TEXT.
^^^^^^^^^^^^^^^^

NLB: Seems like you have strong visual ideas going in. How do you develop them before the shoot? How do you prepare?

I try not to think in a certain style or put myself in a box. I’m sure other people will look at my work and categorize it, but the way I go about creating, I try to let it happen organically. I have such a strong appreciation for all different types of women, for example. My taste, aesthetically, for Fashion photography is the same. It would be very hard for me to say, “I just like this type of photography – just ‘glamour,’ fashion photography or ‘edgy’ or ‘underground’ – there’s a lot of different types of styles.

I can personally identify with styles ranging from Juergen Teller to Mert and Marcus and those are very opposite. I’m not going to worry about my work not looking consistent. I don’t approach a shoot in that way. I do approach a body of work and think: “what am I missing? What could I use that’s not here? And then I go from there. Three years solo dolo into photography is really not that long of a time. I’m still exploring

NLB: It seems like you’re really experimental…

DJP: Yeah, I’m not afraid to try… I’m very grateful to have my commercial clients to keep enough rolling in to keep me doing what I like to do, which I don’t even think about making money off of. More like a kid.

NLB: Playing…

DJP: And it really comes down to that, just playing. As far as my personal fashion work goes, I’m not trying to succeed at anything, I’m just playing.

NLB: Is your site mostly tests?

DJP: Most of it is unpublished work, but I wouldn’t call it tests, because a lot of tests are a girl against a white wall, with white t-shirt… So I try to take it a little bit further than that. But I haven’t really published a good 50% of it and the other 50% have been published. I don’t really care about being in any magazine. If and when that time comes, great. But right now I’m blessed to have commercial clients to keep me feeling successful at the commercial end enough so where I can have a fashion editorial side.

NLB: What’s your commercial stuff like?

DJP: My commercial stuff revolves around e-commerce. They have a look, they know what they want, they don’t expect me to come in and creative direct anything. I just have to go in and give them what they want, which I equally appreciate. It balances it out for me. If I was only doing my own thing I wouldn’t appreciate that. Even though it’s not my personal aesthetic, just knowing that I can do it makes me feel more confidant as a photographer.

NLB: Going back to your inspirations…

DJP: Within fashion photographers? Definitely Steven Meisel.. I hate to be the cookie cutter newbie photographer, but that’s who got me started. If it wasn’t for his work, I wouldn’t be here. I don’t know him personally, I wouldn’t really care to, but I like his work alot. What his team has put together – the consistency is just mind-boggling. And it’s not just everything that he does that I’m a fan of, but more of his work ethic and consistency in putting out work. Not getting caught up in the hype of the fashion world, he just stays focused on his work.

^^^^^^^^^^^^^^^^

REQUIREMENT 1. Transcribe the part of the photography interview between "DJP: Yeah, I’m not" and "I’m just playing.", inclusive.
REQUIREMENT 2. Decide whether each statement agrees with the photography interview, answering yes or no and quoting the deciding words: (a) DJP's commercial work revolves around e-commerce. (b) DJP says none of the work on the site has been published. (c) DJP knows Steven Meisel personally.
The records have nothing to do with the interview.

RECORDS SUPPLIED.

^^^^^^^^^^^^^^^^

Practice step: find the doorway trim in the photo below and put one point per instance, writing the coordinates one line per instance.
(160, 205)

^^^^^^^^^^^^^^^^

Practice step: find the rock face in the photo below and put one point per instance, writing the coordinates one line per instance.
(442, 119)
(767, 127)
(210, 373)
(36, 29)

^^^^^^^^^^^^^^^^

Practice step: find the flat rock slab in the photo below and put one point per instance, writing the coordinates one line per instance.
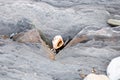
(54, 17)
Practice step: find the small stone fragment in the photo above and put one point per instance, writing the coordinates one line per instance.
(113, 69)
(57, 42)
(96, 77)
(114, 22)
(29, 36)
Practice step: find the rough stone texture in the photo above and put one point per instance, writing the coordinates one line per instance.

^^^^^^^^^^^^^^^^

EXPECTED ANSWER 1.
DJP: Yeah, I’m not afraid to try… I’m very grateful to have my commercial clients to keep enough rolling in to keep me doing what I like to do, which I don’t even think about making money off of. More like a kid.

NLB: Playing…

DJP: And it really comes down to that, just playing. As far as my personal fashion work goes, I’m not trying to succeed at anything, I’m just playing.

EXPECTED ANSWER 2.
(a) Yes: "My commercial stuff revolves around e-commerce."
(b) No: "I haven’t really published a good 50% of it and the other 50% have been published."
(c) No: "I don’t know him personally"